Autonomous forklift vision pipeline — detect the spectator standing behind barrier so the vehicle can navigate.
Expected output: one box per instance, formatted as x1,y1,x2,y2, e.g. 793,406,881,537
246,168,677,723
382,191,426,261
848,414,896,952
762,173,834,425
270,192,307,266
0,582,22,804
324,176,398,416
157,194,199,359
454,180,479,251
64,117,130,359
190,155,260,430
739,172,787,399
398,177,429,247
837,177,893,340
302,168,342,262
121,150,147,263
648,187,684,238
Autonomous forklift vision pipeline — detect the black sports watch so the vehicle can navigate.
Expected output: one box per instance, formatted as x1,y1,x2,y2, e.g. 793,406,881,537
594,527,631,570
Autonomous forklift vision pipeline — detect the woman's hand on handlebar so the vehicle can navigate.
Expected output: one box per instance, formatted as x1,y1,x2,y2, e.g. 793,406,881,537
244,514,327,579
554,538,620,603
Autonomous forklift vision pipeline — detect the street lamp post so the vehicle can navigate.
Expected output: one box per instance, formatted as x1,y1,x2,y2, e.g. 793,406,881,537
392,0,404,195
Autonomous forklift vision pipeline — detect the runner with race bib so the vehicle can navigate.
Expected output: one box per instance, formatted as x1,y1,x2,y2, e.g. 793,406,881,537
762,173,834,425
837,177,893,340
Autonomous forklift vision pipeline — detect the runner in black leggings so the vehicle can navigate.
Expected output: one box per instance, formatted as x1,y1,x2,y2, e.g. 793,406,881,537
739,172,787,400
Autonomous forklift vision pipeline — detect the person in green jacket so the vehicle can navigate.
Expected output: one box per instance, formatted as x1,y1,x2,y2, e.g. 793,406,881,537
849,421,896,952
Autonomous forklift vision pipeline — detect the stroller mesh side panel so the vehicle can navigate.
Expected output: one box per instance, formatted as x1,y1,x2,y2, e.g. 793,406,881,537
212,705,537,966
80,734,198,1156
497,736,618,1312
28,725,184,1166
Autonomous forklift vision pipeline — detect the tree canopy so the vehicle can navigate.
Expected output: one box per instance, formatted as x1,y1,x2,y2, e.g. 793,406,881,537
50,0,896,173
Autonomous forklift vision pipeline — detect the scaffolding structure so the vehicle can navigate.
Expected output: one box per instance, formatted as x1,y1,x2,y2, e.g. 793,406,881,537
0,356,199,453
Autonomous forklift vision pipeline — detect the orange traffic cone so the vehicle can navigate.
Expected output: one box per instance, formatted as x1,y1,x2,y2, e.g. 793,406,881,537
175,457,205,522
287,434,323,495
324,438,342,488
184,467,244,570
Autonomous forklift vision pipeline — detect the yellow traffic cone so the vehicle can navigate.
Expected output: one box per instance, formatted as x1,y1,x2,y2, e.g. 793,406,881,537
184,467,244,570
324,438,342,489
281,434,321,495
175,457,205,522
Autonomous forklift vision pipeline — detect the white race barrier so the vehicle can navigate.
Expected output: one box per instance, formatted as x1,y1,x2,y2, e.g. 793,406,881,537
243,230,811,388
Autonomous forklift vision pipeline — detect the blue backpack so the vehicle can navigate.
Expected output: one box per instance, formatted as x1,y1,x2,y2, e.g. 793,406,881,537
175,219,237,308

○ ○ ○ ○

Update all of the entries above by changing every "forklift" to "warehouse robot" and keeping everything else the same.

- **Reply**
Autonomous warehouse robot vision pipeline — detect the spectator standing behind barrier so the vehicle can navigate.
Expected output: one box per instance, formatted as x1,y1,x2,y2, e.g. 793,406,881,537
246,168,677,723
382,191,426,261
848,414,896,952
762,173,834,425
270,192,307,266
0,582,22,804
324,176,398,416
157,194,199,359
454,180,479,251
64,117,130,359
190,155,260,430
739,172,787,399
398,177,429,247
837,177,893,340
302,168,342,262
121,150,147,263
648,187,684,238
Autonomous warehouse robot vision pipeline — detect the black sports watch so the vehicle can navigate.
Expected output: one box per instance, formatted as x1,y1,x2,y2, e.g. 793,406,881,537
594,527,631,570
Autonomous warehouse robot vision pipeline — detect the woman's hand on handlebar so the vehicle can navigate.
Expected output: one box per instance, formatted as x1,y1,x2,y2, e.g. 793,406,881,537
244,514,327,579
554,538,620,603
Autonomous warehouse robot vision pipeline — detect the street lamp post so the vehicle can navigate.
Expected output: one box per instance, formatted as x1,y1,x2,y2, e.g. 793,406,881,537
392,0,404,195
Autonomous warehouse robot vision pipeline — detect the runner with race bib so the vehicle can navigate.
Expected output: one box per instance, formatted as x1,y1,x2,y2, e.g. 793,406,881,537
762,173,834,425
837,177,893,340
Autonomous warehouse robot vision pipeline — detect the runner in black leggings so the vehicle can navigate.
Expected output: one box per instance, formatted as x1,y1,x2,y2, e.g. 793,406,881,537
739,172,787,400
Autonomous warehouse robot vision pipeline — detect the person in green jacket so the vehicle can navigate.
Expected output: one box per instance, formatted as x1,y1,x2,y2, e.g. 793,406,881,537
849,421,896,952
Autonomous warehouse robot vision pipeline — detect the stroller mesh side panel so the vehicle can navigate.
Expected output: one box per instance, formatted as x1,y1,x2,y2, e.g. 793,406,881,537
212,705,537,966
80,734,198,1156
497,736,618,1312
28,725,184,1166
Autonomous warehouse robot vision pipeline — detect the tree canopy so the vehicle can navigate.
Expected output: one box per instance, formatted as x1,y1,x2,y2, e.g. 793,406,881,537
50,0,896,173
Autonomous warehouse robot vision pipeline — detect the scaffolding structure so the vehicle can navigate.
Expected output: one box per instance, formatted as x1,y1,x2,y2, e.g. 793,406,881,537
0,356,199,453
Autonomous warehouse robot vision pipeline — detect the orange traffic cone so the vehicle can navigate.
Expected output: one box per instance, formatted as x1,y1,x2,y2, e.g. 793,406,881,537
175,457,205,522
287,434,323,495
324,438,342,488
184,467,244,570
Autonomous warehouse robot vision pipeline — detect the yellow traffic cone so the vehicle can navigate.
Expected output: one box per instance, formatted as x1,y1,x2,y2, e.g. 793,406,881,537
184,467,244,570
324,438,342,489
281,434,321,495
175,457,205,522
Autonomous warehouse robot vision pipeline — detect the white race barrier so the vehicle can navigate.
Expected output: one box per instance, formatted as x1,y1,x2,y2, e.g. 793,406,881,537
243,230,811,388
Autonomous warehouse robot vision pipeline — detect the blue backpack so the vehicle can navigate.
Expected output: one box per instance, formatted as x1,y1,x2,y2, e.g. 793,406,881,537
175,219,237,308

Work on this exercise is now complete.